(EXTRACTED ENTRIES)

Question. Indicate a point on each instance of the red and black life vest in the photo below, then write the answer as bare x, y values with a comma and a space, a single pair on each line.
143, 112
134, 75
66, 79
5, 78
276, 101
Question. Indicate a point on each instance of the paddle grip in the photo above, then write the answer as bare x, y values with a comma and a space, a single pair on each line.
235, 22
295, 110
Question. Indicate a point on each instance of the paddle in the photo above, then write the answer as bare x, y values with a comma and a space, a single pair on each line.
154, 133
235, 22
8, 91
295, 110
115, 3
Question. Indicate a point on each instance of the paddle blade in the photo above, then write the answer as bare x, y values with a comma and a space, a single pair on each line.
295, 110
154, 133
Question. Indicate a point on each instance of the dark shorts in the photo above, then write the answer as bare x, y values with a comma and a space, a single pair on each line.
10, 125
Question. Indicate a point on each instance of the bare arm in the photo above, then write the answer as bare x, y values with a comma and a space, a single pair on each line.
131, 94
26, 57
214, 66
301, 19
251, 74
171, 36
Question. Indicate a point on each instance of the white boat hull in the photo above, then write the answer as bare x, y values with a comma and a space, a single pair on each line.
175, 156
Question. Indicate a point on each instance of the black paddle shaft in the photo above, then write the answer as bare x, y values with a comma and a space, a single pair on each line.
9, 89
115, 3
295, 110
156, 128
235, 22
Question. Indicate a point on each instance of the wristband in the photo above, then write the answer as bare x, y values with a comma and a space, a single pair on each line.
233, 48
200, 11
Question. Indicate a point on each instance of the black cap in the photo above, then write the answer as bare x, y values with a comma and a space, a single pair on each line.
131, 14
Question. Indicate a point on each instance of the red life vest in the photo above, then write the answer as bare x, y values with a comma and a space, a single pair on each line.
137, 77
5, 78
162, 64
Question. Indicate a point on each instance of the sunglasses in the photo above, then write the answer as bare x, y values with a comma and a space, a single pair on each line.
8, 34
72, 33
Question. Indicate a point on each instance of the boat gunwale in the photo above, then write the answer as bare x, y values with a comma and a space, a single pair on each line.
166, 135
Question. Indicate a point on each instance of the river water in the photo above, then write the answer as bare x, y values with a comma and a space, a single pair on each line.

(End EXTRACTED ENTRIES)

### [TASK BRIEF]
Restate the records above in full, keeping each line exactly as it stands.

### [YOUR RESPONSE]
Question. Indicate a point on each instance of the red and black life vest in the photo below, then write the answer as bare x, y values with a comma and a space, a single pair on each line.
143, 112
134, 75
66, 79
5, 78
276, 101
Question. Indicate a point on each instance of the paddle grip in the photo above, then write the answer as bare x, y values with a comma and a space, a single pair on each line.
235, 22
295, 110
Question. Indicate a point on each instance of the paddle in the photo above, then write the answer as bare x, y values with a comma and a space, a single pair on each line.
154, 133
235, 22
8, 91
295, 110
115, 3
Question. Indicate a point on each instance of the paddle blade in the photo above, then write the answer as bare x, y values with a comma and a space, a single pair on each line.
295, 110
154, 133
Question. Indicate a point on each instance of the dark shorts in the photo above, then write the answer as bare x, y values with a comma and a space, a single pair on each line.
10, 125
Question. Indicate a point on each instance of the bare arm in the photo above, then write the answer as bare x, y values with a comma and a space, a single pair on each line.
131, 94
26, 57
214, 66
301, 19
251, 74
171, 36
Question. Indicate a point on each instance of the white boat hull in the photo above, then write the answer as bare x, y values with a comma and a space, a single pair on each line.
175, 156
Question. Indicate a point on each instance of the black paddle shaft in the photo above, then write the answer as bare x, y values with a comma and a space, a single pair on each line.
9, 89
115, 3
295, 110
156, 128
235, 22
Question. Indicate a point on each instance of the wristband in the photo above, then write the answer as bare x, y values with a comma and a space, a single pair on each line.
233, 48
200, 11
Question. Indicate a point on each instance of the black cap in the photo above, then write the answer as bare x, y values with a comma and a space, a single pair on each line.
131, 14
Question. Indicate a point on each instance of the red life vest in the photo above, then write the answer as bare x, y values with a comma and a space, a single pair on each line.
137, 77
5, 78
162, 64
Question. Indicate a point on each instance of the sunglasses in the photo above, then write the answer as bare x, y values with a comma and a space, a single pair on each line.
8, 34
72, 33
Question. Indicate a point on each instance of the boat gunwale in the photo above, then write the answer as bare x, y values with a comma and a space, a single pair on each line.
166, 135
Question. Indicate a point on each instance of the river water in the photo above, then write the answer as bare x, y values with a comma and a space, a single pair on each line.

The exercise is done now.